Rewrite the rows below with every "instance" changed to "occurrence". Leave everything else as it is.
--- START OF AVAILABLE RECORDS ---
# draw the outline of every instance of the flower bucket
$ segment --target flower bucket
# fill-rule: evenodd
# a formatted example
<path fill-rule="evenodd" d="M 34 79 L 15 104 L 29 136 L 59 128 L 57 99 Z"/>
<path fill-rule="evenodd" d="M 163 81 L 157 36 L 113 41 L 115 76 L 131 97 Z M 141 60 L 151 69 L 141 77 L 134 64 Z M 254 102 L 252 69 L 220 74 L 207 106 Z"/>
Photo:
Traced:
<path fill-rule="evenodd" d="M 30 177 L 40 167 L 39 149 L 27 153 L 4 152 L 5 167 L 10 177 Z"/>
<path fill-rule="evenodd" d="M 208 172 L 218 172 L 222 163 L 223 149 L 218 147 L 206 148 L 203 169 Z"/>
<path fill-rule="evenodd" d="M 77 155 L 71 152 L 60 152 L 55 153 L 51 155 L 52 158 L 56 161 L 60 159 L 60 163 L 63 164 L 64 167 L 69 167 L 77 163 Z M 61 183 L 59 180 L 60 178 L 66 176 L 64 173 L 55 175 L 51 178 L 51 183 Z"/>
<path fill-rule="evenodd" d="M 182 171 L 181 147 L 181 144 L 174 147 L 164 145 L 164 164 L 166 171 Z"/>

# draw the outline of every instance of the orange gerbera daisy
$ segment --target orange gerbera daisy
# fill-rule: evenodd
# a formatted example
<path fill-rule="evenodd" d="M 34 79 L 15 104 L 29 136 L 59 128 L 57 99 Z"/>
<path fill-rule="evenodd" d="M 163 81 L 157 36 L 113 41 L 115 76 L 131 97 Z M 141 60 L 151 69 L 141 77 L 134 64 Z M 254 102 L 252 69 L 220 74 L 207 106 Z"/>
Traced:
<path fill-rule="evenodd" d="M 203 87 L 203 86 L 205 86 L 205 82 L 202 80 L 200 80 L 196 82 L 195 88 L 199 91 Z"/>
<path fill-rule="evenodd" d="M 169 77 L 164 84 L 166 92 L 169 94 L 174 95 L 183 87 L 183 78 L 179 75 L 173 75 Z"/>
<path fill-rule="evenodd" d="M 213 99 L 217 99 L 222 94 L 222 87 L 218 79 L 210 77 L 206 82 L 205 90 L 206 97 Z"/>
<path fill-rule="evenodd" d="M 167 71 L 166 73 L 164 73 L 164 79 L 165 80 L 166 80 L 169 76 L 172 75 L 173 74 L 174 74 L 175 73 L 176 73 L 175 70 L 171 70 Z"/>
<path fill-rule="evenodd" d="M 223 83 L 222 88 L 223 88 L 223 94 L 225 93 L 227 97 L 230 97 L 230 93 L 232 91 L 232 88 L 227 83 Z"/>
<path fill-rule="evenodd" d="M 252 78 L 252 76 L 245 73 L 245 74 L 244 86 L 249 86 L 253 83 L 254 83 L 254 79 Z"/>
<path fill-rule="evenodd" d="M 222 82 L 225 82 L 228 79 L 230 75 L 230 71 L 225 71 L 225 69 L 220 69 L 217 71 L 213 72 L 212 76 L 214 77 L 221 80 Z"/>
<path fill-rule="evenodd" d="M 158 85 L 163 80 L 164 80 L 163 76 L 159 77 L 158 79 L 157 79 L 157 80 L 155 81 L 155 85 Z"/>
--- END OF AVAILABLE RECORDS ---
FULL SOLUTION >>
# draw the outline of every occurrence of the flower bucket
$ segment --target flower bucket
# fill-rule: evenodd
# a formatted example
<path fill-rule="evenodd" d="M 34 79 L 15 104 L 29 136 L 59 128 L 57 99 Z"/>
<path fill-rule="evenodd" d="M 163 81 L 157 36 L 113 41 L 115 76 L 131 97 Z M 141 60 L 151 69 L 141 77 L 134 64 Z M 254 102 L 252 69 L 220 74 L 207 106 Z"/>
Photo:
Traced:
<path fill-rule="evenodd" d="M 30 177 L 40 167 L 39 149 L 27 153 L 4 152 L 5 167 L 10 177 Z"/>
<path fill-rule="evenodd" d="M 208 172 L 218 172 L 222 163 L 223 149 L 218 147 L 206 148 L 203 169 Z"/>
<path fill-rule="evenodd" d="M 77 155 L 71 152 L 60 152 L 55 153 L 51 155 L 52 158 L 56 161 L 60 159 L 60 163 L 63 164 L 64 167 L 69 167 L 77 163 Z M 61 183 L 59 180 L 60 178 L 66 176 L 64 173 L 55 175 L 51 178 L 51 183 Z"/>
<path fill-rule="evenodd" d="M 182 171 L 181 147 L 181 144 L 174 147 L 164 145 L 164 164 L 166 171 Z"/>

# draw the outline of every occurrence of the orange gerbera daisy
$ segment --target orange gerbera daisy
# fill-rule: evenodd
# a formatted example
<path fill-rule="evenodd" d="M 34 79 L 15 104 L 29 136 L 59 128 L 57 99 Z"/>
<path fill-rule="evenodd" d="M 163 81 L 157 36 L 113 41 L 115 76 L 131 97 Z M 141 60 L 151 69 L 141 77 L 134 64 Z M 254 102 L 252 69 L 220 74 L 207 106 Z"/>
Traced:
<path fill-rule="evenodd" d="M 203 87 L 203 86 L 205 86 L 205 82 L 202 80 L 200 80 L 196 82 L 195 88 L 199 91 Z"/>
<path fill-rule="evenodd" d="M 169 77 L 164 84 L 166 92 L 169 94 L 174 95 L 183 87 L 183 78 L 179 75 L 173 75 Z"/>
<path fill-rule="evenodd" d="M 213 99 L 217 99 L 222 94 L 222 87 L 218 79 L 210 77 L 206 82 L 205 90 L 206 97 Z"/>
<path fill-rule="evenodd" d="M 167 71 L 166 73 L 164 73 L 164 79 L 165 80 L 166 80 L 169 76 L 172 75 L 173 74 L 174 74 L 175 73 L 176 73 L 175 70 L 171 70 Z"/>
<path fill-rule="evenodd" d="M 223 83 L 222 88 L 223 88 L 223 94 L 225 93 L 227 97 L 230 97 L 230 93 L 232 91 L 232 88 L 227 83 Z"/>
<path fill-rule="evenodd" d="M 252 78 L 252 76 L 245 73 L 245 74 L 244 86 L 249 86 L 253 83 L 254 83 L 254 79 Z"/>
<path fill-rule="evenodd" d="M 222 82 L 225 82 L 228 79 L 230 75 L 230 71 L 225 71 L 225 69 L 220 69 L 217 71 L 213 72 L 212 76 L 214 77 L 221 80 Z"/>
<path fill-rule="evenodd" d="M 158 85 L 163 80 L 164 80 L 163 76 L 159 77 L 158 79 L 157 79 L 157 80 L 155 81 L 155 85 Z"/>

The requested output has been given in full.